Stated task: Reproduce the material word for word; the images stay out.

Given records:
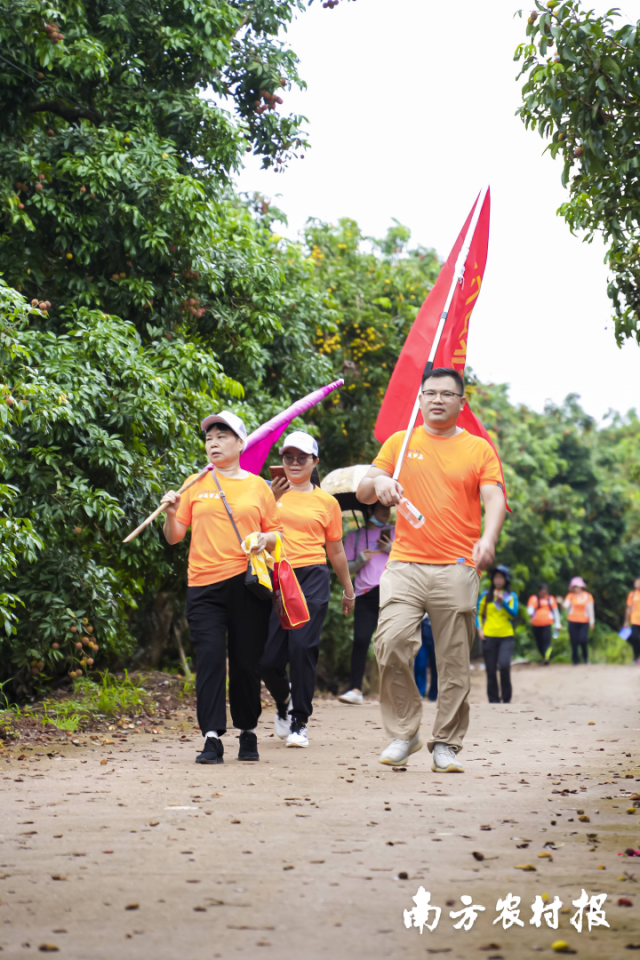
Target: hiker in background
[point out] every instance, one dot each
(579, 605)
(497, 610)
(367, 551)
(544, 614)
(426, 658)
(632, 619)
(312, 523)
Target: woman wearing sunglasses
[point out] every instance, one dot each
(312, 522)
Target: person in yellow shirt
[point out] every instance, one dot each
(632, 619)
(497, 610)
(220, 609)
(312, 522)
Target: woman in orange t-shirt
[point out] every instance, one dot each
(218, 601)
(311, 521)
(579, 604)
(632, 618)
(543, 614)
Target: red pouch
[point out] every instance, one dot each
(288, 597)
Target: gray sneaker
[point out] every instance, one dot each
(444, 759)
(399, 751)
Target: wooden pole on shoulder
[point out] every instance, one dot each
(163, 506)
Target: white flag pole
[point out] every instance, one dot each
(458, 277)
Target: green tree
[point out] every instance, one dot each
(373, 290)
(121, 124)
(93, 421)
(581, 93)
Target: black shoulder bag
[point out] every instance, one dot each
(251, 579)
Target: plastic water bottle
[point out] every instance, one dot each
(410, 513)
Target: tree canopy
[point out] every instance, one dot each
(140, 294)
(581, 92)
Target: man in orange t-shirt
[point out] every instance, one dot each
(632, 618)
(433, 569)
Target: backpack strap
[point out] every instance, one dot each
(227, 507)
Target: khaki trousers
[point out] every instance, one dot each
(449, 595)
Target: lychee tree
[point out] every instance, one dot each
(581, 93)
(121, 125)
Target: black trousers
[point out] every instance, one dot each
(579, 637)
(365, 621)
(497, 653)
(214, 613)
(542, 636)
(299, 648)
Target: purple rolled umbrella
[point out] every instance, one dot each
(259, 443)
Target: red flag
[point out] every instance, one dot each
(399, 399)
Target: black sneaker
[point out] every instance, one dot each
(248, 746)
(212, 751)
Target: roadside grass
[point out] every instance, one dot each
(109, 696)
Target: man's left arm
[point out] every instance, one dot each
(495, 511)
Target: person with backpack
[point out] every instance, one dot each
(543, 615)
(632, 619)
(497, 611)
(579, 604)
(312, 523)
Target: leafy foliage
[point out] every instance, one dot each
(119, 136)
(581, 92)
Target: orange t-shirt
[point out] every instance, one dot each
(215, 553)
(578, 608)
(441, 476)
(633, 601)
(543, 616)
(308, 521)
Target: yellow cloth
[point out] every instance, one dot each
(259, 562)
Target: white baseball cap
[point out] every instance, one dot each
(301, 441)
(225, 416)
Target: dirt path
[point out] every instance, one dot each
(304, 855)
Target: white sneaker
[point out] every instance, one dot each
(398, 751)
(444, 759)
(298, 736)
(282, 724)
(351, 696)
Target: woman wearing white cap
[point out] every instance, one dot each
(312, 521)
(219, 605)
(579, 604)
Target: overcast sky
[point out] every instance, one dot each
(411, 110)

Final answer:
Target: hiker in background
[point out] every instance, one dot each
(579, 605)
(497, 610)
(367, 551)
(544, 614)
(426, 658)
(632, 619)
(312, 523)
Target: woman wearing sunglasses
[point out] every instance, one dot each
(312, 522)
Target: person in yellow shirt
[point out] every instance, one dot each
(632, 619)
(497, 610)
(220, 609)
(312, 522)
Target: woman in orange t-shirt
[point out] every instance, one dot each
(218, 601)
(311, 521)
(579, 604)
(632, 618)
(543, 614)
Target: red pouch
[point out] every instance, one dot each
(288, 597)
Target: gray sneaker
[point out] every instance, one dot each
(444, 759)
(399, 751)
Target: wooden pole on shoulder
[point out] every instance, one dot each
(163, 506)
Target: white flag pole
[point out] every instance, one dot each
(458, 277)
Target: green tree
[point out] every instance, one dot each
(373, 290)
(121, 124)
(93, 421)
(581, 93)
Target: black shoulder bag
[point out] every instance, one dot each
(251, 579)
Target: plastic water bottle
[point out] every instance, one dot each
(410, 513)
Target: tree canopy
[point out] every instance, one dot each
(140, 294)
(581, 92)
Target: man in orange t-shirt
[point out] every instance, one dot each
(632, 618)
(433, 569)
Target: backpack strap
[point out] every instance, one dot each
(227, 507)
Target: khaki trousers
[point out] every instance, one dot each
(449, 595)
Target: lychee tree
[point out] every instance, one dot each
(581, 93)
(121, 125)
Target: black trousers
[point out] every instance, one dot each
(579, 637)
(365, 621)
(497, 653)
(214, 613)
(542, 636)
(299, 648)
Target: purple rolled umbrella
[point out] every instance, one dot each
(259, 443)
Target: red flag
[point out] every instance, one dot each
(399, 399)
Target: black sneaker
[point out] every instance, one dot each
(248, 746)
(212, 751)
Target: roadside grass
[point out] every instance, one dot each
(109, 696)
Target: man's left arm
[point out] every instance, one dot each
(495, 511)
Target: person with backpack
[point out] every instance, one dot each
(543, 615)
(632, 619)
(497, 611)
(579, 604)
(312, 523)
Target: leafy foliage
[point out] every instance, one dot each
(119, 136)
(581, 92)
Target: orange t-shirt
[point out] every instance, one dot each
(215, 553)
(578, 608)
(441, 476)
(633, 601)
(543, 616)
(308, 521)
Target: yellow cloth
[point out] every instance, one dot each
(259, 562)
Target: white baseball cap
[point out] every instance, one dot each
(301, 441)
(225, 416)
Target: dirt path
[point out] every instance, one dot each
(304, 855)
Target: white sneaker
[point out] every instance, one dot each
(398, 751)
(444, 759)
(298, 736)
(282, 724)
(351, 696)
Target: woman wearing white cap
[point out] every instance, one dot each
(312, 521)
(219, 605)
(579, 604)
Target: overcast sky
[point out] every instance, one dot each
(411, 110)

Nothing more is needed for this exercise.